• **PROBLEM TO SOLVE**
Copy every one of the following records verbatim, line by line, without changing anything.

• **DATA PROVIDED**

▼

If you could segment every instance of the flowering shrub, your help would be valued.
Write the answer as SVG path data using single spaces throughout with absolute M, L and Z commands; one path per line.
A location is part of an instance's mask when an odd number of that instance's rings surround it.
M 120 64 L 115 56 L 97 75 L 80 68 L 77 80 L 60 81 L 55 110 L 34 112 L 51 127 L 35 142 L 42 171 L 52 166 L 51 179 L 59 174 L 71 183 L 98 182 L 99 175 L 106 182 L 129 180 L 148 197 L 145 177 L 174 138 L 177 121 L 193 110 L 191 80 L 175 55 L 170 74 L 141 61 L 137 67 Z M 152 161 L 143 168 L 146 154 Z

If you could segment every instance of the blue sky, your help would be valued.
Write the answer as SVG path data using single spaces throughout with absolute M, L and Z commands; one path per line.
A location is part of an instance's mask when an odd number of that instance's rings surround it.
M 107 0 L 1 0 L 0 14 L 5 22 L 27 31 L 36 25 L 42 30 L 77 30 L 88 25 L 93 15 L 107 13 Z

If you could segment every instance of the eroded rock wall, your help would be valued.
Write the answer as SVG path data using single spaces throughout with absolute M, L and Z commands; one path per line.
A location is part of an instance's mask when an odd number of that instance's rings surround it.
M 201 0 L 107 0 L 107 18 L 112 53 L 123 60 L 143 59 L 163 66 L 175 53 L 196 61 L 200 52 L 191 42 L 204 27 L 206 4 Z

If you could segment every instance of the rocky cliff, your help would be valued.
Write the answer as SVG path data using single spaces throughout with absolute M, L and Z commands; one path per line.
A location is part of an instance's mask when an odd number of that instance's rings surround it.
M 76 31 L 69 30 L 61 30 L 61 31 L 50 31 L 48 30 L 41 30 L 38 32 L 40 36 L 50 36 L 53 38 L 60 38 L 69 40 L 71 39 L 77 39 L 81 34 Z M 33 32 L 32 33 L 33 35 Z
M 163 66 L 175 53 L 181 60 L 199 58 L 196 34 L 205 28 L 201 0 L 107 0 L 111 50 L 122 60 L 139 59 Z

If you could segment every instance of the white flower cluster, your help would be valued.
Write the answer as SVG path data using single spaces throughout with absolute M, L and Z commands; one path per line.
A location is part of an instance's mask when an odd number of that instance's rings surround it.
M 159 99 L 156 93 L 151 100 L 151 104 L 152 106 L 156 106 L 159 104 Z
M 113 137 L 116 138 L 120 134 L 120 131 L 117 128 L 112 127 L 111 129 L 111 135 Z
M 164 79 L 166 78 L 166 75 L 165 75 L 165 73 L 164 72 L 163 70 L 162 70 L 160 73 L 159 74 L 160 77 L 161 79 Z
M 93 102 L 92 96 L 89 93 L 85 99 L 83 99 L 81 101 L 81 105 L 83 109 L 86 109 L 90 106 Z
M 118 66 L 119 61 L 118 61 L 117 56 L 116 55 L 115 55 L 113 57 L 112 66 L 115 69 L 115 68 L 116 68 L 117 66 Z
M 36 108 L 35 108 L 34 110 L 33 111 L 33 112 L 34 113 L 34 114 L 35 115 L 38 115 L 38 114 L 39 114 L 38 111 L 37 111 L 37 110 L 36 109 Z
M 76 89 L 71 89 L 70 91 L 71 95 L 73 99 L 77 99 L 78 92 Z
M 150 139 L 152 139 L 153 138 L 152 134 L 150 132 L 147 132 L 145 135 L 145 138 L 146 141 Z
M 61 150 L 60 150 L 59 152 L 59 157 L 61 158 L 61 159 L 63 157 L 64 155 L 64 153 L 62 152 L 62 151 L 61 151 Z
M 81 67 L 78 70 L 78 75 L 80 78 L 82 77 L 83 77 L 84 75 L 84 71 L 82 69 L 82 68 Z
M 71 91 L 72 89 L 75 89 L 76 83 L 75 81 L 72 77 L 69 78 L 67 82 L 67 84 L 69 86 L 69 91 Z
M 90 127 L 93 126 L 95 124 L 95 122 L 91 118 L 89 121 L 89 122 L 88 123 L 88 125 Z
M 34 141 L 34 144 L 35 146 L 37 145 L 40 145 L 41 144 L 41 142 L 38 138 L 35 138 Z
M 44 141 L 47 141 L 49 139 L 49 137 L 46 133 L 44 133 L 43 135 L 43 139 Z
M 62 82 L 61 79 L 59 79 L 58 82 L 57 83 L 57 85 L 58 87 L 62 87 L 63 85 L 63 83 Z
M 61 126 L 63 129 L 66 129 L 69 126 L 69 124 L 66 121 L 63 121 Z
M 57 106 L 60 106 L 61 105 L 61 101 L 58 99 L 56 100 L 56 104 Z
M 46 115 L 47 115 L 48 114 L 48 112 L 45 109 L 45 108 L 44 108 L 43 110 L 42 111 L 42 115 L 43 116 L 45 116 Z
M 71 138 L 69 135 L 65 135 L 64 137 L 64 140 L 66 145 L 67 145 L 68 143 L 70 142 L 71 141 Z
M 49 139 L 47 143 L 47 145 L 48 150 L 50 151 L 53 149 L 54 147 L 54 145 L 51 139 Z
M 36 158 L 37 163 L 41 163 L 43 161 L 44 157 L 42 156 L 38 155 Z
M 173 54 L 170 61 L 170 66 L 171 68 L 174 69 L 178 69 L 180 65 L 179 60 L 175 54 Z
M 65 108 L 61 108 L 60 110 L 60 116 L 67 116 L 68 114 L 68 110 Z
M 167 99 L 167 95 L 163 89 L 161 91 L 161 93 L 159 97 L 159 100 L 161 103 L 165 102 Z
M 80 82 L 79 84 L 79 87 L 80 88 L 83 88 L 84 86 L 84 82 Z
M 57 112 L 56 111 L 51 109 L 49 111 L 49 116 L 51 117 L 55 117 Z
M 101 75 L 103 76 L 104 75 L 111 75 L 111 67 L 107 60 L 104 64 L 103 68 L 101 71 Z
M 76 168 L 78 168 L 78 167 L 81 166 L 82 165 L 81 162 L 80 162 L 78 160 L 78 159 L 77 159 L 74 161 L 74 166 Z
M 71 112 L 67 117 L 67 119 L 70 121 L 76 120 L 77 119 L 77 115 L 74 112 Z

▲

• **RESPONSE TO THIS EXERCISE**
If you could segment every instance of the flowering shrub, your help would be valued.
Write the answer as SVG path data using single spaces throughout with absolute M, L and Z commands; one path per line.
A location is part of an instance's mask when an odd number of that instance's rings surround it.
M 120 64 L 115 56 L 97 75 L 80 68 L 77 80 L 60 81 L 55 110 L 34 112 L 51 127 L 35 142 L 42 171 L 52 166 L 51 179 L 59 174 L 71 183 L 98 182 L 99 175 L 106 182 L 129 180 L 148 197 L 145 177 L 174 138 L 177 121 L 193 110 L 191 80 L 175 55 L 170 74 L 141 61 L 137 67 Z M 152 161 L 143 168 L 146 154 Z

If you could segment every instance of the blue sky, your help would be valued.
Write the answer as SVG path data using single spaces throughout with absolute M, L and Z commands; one path per line.
A location is part of an instance's mask when an odd number of that instance's rings surround it.
M 107 0 L 1 0 L 0 14 L 5 22 L 27 31 L 36 25 L 42 30 L 77 30 L 88 25 L 93 15 L 107 13 Z

If you could segment every instance of the eroded rock wall, your help would be valued.
Write the answer as SVG path data using single spaces throughout with absolute M, L and Z commands; one path per line.
A location is part of an instance's mask when an odd number of that instance's rings surround it.
M 201 0 L 107 0 L 107 18 L 112 53 L 123 60 L 143 59 L 163 66 L 175 53 L 196 61 L 200 52 L 191 42 L 204 27 L 206 4 Z

If you could segment every instance of the rocky cliff, your help would be valued.
Write the answer as SVG path data using single spaces throughout with absolute M, L and Z commands; one path per line.
A location is part of an instance's mask when an odd number of that instance's rings surround it.
M 76 31 L 69 30 L 61 30 L 61 31 L 50 31 L 48 30 L 41 30 L 38 32 L 40 36 L 50 36 L 53 38 L 60 38 L 69 40 L 71 39 L 77 39 L 81 34 Z M 33 32 L 32 33 L 33 35 Z
M 163 66 L 175 53 L 181 60 L 199 58 L 196 34 L 205 28 L 201 0 L 107 0 L 111 50 L 122 60 L 139 59 Z

If you could segment every instance of the white flower cluster, your help would be valued.
Write the answer as SVG path data using single spaces throughout with absolute M, L and Z commands; one path per line.
A location is part of an instance's mask when an odd number of that instance's rings surround it.
M 159 99 L 156 93 L 151 100 L 151 104 L 152 106 L 156 106 L 159 104 Z
M 113 137 L 116 138 L 120 134 L 120 131 L 117 128 L 112 127 L 111 129 L 111 135 Z
M 164 79 L 166 78 L 166 75 L 165 75 L 165 73 L 164 72 L 163 70 L 162 70 L 160 73 L 159 74 L 160 77 L 161 79 Z
M 93 102 L 92 96 L 89 93 L 85 99 L 83 99 L 81 101 L 81 105 L 83 109 L 86 109 L 90 106 Z
M 118 66 L 119 61 L 118 61 L 117 56 L 116 55 L 115 55 L 113 57 L 112 66 L 115 69 L 115 68 L 116 68 L 117 66 Z
M 36 108 L 35 108 L 34 110 L 33 111 L 33 112 L 34 113 L 34 114 L 35 115 L 38 115 L 38 114 L 39 114 L 38 111 L 37 111 L 37 110 L 36 109 Z
M 76 89 L 71 89 L 70 91 L 71 95 L 73 99 L 77 99 L 78 92 Z
M 150 139 L 152 139 L 153 138 L 152 134 L 150 132 L 147 132 L 145 135 L 145 138 L 146 141 Z
M 61 150 L 60 150 L 59 152 L 59 157 L 61 158 L 61 159 L 63 157 L 64 155 L 64 153 L 62 152 L 62 151 L 61 151 Z
M 81 67 L 78 70 L 78 75 L 80 78 L 82 77 L 83 77 L 84 75 L 84 71 L 82 69 L 82 68 Z
M 71 91 L 72 89 L 75 89 L 76 83 L 75 81 L 72 77 L 69 78 L 67 82 L 67 84 L 69 86 L 69 91 Z
M 90 127 L 93 126 L 95 124 L 95 122 L 91 118 L 89 121 L 89 122 L 88 123 L 88 125 Z
M 34 141 L 34 144 L 35 146 L 37 145 L 40 145 L 41 144 L 41 142 L 38 138 L 35 138 Z
M 44 141 L 47 141 L 49 139 L 49 137 L 46 133 L 44 133 L 43 135 L 43 139 Z
M 62 82 L 61 79 L 59 79 L 58 82 L 57 83 L 57 85 L 58 87 L 62 87 L 63 85 L 63 83 Z
M 61 126 L 63 129 L 66 129 L 69 126 L 69 124 L 66 121 L 63 121 Z
M 57 106 L 60 106 L 61 105 L 61 101 L 58 99 L 56 100 L 56 104 Z
M 46 115 L 47 115 L 48 114 L 48 112 L 45 109 L 45 108 L 44 108 L 43 110 L 42 111 L 42 115 L 43 116 L 45 116 Z
M 71 138 L 69 135 L 65 135 L 64 137 L 64 140 L 66 145 L 67 145 L 68 143 L 70 142 L 71 141 Z
M 49 139 L 47 143 L 47 145 L 48 150 L 50 151 L 53 149 L 54 147 L 54 145 L 51 139 Z
M 36 158 L 37 163 L 41 163 L 43 161 L 44 157 L 42 156 L 38 155 Z
M 173 54 L 170 61 L 170 66 L 171 68 L 174 69 L 178 69 L 180 65 L 179 60 L 175 54 Z
M 65 108 L 61 108 L 60 110 L 60 116 L 67 116 L 68 114 L 68 110 Z
M 167 99 L 167 95 L 163 89 L 161 91 L 161 93 L 159 97 L 159 100 L 161 103 L 165 102 Z
M 80 82 L 79 84 L 79 87 L 80 88 L 83 88 L 84 86 L 84 82 Z
M 57 112 L 56 111 L 51 109 L 49 111 L 49 116 L 51 117 L 55 117 Z
M 101 75 L 103 76 L 104 75 L 111 75 L 111 67 L 107 60 L 104 64 L 103 68 L 101 71 Z
M 76 168 L 78 168 L 78 167 L 81 166 L 82 165 L 81 162 L 80 162 L 78 160 L 78 159 L 77 159 L 74 161 L 74 166 Z
M 71 112 L 67 117 L 67 119 L 70 121 L 76 120 L 77 119 L 77 115 L 74 112 Z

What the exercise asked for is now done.